[Labeled-object pointing entries]
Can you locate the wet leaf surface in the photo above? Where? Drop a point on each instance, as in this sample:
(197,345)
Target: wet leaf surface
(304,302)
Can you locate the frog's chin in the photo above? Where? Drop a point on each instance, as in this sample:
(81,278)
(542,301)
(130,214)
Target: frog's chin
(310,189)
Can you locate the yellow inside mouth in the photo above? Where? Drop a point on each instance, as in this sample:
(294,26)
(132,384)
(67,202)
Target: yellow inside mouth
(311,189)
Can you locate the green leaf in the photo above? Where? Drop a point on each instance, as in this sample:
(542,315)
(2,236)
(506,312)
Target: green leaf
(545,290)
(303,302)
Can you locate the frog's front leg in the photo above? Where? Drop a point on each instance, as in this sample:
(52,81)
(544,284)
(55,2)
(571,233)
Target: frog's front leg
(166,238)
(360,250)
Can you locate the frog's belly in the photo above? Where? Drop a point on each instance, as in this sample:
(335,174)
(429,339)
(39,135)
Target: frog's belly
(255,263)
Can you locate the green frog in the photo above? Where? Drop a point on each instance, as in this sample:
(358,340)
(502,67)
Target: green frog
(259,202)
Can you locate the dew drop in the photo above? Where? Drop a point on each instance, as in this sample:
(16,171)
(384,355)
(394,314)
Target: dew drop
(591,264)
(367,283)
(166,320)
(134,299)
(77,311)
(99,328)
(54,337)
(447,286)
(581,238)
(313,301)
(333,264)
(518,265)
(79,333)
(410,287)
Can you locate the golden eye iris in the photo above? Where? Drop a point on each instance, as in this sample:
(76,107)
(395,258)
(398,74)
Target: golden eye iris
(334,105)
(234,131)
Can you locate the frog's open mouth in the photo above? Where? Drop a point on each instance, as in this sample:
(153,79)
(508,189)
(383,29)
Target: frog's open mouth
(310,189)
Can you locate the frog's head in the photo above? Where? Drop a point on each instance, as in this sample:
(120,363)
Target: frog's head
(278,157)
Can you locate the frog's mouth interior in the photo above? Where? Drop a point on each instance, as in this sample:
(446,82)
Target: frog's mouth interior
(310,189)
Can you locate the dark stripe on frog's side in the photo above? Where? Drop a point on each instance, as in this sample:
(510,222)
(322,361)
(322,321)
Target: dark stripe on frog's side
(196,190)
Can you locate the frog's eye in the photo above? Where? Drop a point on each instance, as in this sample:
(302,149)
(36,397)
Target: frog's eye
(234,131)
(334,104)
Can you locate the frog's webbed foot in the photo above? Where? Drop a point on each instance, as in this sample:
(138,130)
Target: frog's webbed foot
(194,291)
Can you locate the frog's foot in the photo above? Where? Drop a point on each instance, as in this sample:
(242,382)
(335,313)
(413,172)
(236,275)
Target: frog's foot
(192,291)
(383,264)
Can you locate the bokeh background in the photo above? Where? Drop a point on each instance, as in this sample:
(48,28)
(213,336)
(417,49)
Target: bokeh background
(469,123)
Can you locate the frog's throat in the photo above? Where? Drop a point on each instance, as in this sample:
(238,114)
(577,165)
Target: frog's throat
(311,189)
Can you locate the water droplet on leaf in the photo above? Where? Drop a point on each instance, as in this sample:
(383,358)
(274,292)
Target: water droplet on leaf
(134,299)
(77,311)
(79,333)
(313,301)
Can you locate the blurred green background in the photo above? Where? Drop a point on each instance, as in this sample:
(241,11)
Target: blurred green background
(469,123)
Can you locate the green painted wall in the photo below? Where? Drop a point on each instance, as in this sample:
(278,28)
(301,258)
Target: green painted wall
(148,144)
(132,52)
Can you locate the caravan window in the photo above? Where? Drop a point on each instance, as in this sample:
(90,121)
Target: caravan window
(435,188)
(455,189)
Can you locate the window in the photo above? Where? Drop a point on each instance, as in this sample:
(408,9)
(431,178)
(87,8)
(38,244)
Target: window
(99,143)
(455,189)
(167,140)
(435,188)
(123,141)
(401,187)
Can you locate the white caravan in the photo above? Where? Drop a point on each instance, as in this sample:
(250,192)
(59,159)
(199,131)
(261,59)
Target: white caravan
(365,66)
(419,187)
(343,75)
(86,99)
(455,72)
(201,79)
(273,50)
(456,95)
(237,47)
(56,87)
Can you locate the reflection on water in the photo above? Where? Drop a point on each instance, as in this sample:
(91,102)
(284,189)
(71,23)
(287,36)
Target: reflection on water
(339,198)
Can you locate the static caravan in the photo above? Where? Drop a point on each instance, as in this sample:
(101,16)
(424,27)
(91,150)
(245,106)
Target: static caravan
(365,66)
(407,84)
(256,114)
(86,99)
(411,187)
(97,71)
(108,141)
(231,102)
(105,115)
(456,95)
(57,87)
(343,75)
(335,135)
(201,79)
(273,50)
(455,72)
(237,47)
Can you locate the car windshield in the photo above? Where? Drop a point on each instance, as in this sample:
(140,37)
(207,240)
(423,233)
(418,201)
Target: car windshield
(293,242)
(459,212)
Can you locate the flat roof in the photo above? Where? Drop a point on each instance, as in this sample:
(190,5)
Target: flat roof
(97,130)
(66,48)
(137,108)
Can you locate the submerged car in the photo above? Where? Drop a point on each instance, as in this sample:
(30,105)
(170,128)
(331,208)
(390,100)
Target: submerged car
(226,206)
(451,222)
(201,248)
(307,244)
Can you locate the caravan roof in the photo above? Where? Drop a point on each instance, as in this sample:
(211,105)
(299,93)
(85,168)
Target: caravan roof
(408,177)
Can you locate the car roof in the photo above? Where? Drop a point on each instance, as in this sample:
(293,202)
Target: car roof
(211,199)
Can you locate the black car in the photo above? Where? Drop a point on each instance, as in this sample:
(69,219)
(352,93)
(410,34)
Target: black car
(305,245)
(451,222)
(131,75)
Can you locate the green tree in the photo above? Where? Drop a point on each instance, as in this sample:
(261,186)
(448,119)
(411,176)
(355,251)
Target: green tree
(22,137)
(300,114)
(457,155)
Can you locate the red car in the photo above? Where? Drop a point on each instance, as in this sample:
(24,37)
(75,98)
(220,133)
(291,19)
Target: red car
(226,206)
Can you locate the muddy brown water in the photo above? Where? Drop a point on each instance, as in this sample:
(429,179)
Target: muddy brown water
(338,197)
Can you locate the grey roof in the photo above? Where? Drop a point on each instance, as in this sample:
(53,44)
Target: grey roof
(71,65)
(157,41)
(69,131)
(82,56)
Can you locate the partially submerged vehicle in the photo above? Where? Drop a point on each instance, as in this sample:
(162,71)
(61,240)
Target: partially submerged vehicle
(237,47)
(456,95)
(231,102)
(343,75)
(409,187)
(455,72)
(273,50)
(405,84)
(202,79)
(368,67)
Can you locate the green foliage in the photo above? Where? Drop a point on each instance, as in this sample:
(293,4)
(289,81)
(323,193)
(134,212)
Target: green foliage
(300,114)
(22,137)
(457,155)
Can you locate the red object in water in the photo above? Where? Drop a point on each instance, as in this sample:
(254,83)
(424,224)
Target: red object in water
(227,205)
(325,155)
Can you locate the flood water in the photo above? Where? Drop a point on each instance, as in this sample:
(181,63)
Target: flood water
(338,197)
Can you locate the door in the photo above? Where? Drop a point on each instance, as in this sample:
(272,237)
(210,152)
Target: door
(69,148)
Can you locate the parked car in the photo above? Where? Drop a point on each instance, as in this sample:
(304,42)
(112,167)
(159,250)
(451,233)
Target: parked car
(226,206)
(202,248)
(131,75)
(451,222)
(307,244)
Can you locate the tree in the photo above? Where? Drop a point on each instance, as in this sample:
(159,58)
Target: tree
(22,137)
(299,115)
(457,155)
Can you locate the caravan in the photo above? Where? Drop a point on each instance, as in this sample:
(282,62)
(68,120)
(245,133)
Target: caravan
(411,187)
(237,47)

...

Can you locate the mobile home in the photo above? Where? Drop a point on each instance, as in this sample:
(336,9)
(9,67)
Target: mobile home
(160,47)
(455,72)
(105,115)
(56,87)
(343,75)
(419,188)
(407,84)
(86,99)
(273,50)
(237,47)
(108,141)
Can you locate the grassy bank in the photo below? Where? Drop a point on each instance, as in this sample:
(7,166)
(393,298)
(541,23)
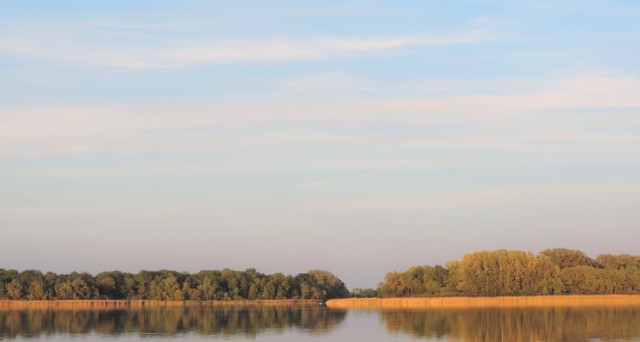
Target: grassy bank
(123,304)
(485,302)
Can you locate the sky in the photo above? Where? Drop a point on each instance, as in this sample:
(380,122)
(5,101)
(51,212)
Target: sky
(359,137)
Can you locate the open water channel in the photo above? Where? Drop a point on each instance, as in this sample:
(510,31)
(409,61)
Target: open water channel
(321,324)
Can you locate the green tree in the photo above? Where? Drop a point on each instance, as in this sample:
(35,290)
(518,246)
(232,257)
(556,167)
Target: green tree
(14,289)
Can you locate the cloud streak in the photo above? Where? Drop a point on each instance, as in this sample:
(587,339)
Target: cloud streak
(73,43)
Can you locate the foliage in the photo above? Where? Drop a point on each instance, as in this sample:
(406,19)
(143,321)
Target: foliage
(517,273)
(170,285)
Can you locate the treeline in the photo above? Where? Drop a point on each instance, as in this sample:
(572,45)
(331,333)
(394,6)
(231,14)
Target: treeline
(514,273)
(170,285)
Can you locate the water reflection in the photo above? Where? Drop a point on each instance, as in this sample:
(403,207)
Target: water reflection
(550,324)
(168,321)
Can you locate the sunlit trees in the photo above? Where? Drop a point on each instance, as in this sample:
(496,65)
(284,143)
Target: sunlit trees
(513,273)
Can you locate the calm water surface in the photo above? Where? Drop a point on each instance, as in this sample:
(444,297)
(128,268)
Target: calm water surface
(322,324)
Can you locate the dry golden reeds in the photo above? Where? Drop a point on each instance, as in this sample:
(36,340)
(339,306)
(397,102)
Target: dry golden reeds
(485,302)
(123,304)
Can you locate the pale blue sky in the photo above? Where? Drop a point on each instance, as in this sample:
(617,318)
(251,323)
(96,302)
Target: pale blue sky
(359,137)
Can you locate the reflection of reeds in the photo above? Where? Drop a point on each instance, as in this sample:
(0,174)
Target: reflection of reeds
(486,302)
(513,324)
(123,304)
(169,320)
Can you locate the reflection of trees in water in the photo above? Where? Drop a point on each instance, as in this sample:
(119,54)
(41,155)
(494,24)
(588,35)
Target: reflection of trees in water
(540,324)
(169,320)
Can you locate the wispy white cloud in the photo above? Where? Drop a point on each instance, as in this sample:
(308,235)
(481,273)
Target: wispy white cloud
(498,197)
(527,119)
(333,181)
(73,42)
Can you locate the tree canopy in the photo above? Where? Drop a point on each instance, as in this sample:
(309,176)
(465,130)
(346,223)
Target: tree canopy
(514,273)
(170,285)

** YOUR TASK **
Please report every line in the listing above that contains the string "door", copying each line in full.

** TASK OUTPUT **
Can you locate the door in the photo above? Where? Drop a point on each instance, as in this sample:
Target: door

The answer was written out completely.